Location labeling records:
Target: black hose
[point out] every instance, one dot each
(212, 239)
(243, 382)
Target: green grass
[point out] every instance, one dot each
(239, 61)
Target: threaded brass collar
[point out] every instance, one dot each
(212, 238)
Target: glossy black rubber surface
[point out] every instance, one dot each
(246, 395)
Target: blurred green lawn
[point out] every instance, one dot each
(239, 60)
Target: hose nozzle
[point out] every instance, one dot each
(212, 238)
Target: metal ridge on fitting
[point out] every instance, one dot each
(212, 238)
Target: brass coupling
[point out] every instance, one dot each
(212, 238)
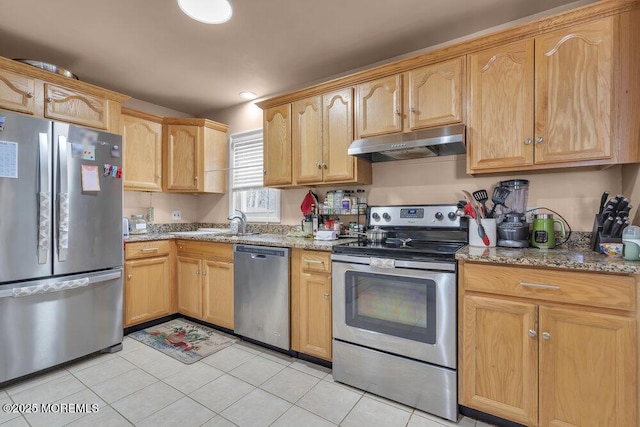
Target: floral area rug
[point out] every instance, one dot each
(185, 341)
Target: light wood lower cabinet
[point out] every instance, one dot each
(311, 303)
(547, 347)
(205, 281)
(148, 285)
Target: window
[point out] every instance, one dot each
(246, 179)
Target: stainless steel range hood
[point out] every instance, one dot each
(441, 141)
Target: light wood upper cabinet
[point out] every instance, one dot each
(322, 133)
(543, 347)
(311, 303)
(195, 155)
(574, 79)
(277, 146)
(74, 106)
(500, 116)
(436, 94)
(307, 140)
(543, 103)
(17, 92)
(379, 106)
(149, 288)
(142, 141)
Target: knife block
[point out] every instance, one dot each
(597, 237)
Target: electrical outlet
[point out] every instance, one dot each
(530, 213)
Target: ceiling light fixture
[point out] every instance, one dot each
(207, 11)
(248, 95)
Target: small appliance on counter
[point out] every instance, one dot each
(137, 224)
(513, 230)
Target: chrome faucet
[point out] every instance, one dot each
(243, 220)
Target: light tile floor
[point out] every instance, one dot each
(241, 385)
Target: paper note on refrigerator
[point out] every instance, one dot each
(8, 159)
(90, 178)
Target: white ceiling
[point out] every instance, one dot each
(149, 50)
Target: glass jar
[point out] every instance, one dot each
(137, 224)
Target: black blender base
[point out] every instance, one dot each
(513, 243)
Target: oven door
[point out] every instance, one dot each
(405, 311)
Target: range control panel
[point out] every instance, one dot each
(414, 216)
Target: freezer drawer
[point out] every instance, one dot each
(48, 322)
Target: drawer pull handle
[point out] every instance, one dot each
(539, 286)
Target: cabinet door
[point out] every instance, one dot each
(277, 146)
(500, 114)
(307, 140)
(75, 107)
(337, 135)
(189, 286)
(218, 293)
(499, 360)
(588, 367)
(146, 290)
(435, 94)
(574, 78)
(315, 314)
(16, 92)
(183, 168)
(142, 154)
(379, 106)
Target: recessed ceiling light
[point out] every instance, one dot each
(248, 95)
(207, 11)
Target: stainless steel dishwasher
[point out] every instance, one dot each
(261, 294)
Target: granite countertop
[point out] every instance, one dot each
(277, 240)
(571, 259)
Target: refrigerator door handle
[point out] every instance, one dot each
(44, 200)
(49, 287)
(63, 202)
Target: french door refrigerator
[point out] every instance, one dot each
(61, 249)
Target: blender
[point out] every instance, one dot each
(513, 230)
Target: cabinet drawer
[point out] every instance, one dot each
(315, 261)
(218, 250)
(146, 249)
(593, 289)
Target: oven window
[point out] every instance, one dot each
(393, 305)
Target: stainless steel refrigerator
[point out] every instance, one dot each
(61, 247)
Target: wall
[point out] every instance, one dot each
(573, 193)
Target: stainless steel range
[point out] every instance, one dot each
(394, 308)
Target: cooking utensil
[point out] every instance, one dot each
(603, 201)
(482, 197)
(498, 197)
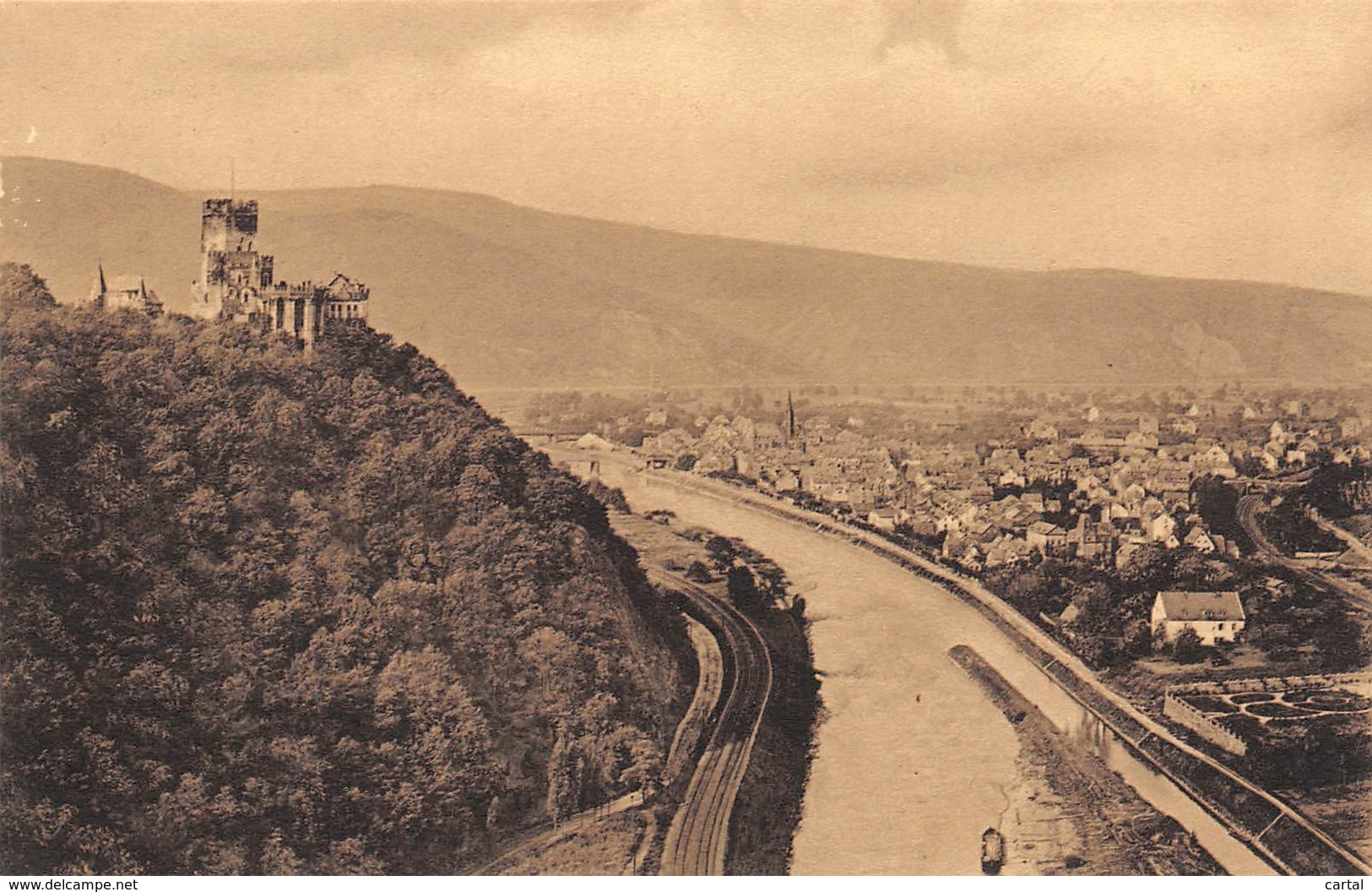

— REQUIRED TASK —
Rescale the part of the listing that opens with the line containing "Target: cabinet drawer" and runs through the end of the listing. Give every line again, requests included, with each answer coordinate multiplied by 1.75 and rounded to a whole number (halves round up), and leave the pictures out.

— OUTPUT OF THE EXERCISE —
Target: cabinet drawer
[point out] every instance, one dot each
(551, 457)
(382, 438)
(256, 436)
(1038, 506)
Target: oven window
[point out] every instance, one dot each
(688, 534)
Target: stainless steel refrigerator
[point out] every instance, one dot each
(107, 432)
Target: wall
[point out] every instance, one dot each
(1003, 338)
Target: stainless steel range
[point out] every instance, one dot each
(690, 539)
Target: cooking utensil
[point out] every instance, one dot each
(1055, 352)
(844, 345)
(872, 345)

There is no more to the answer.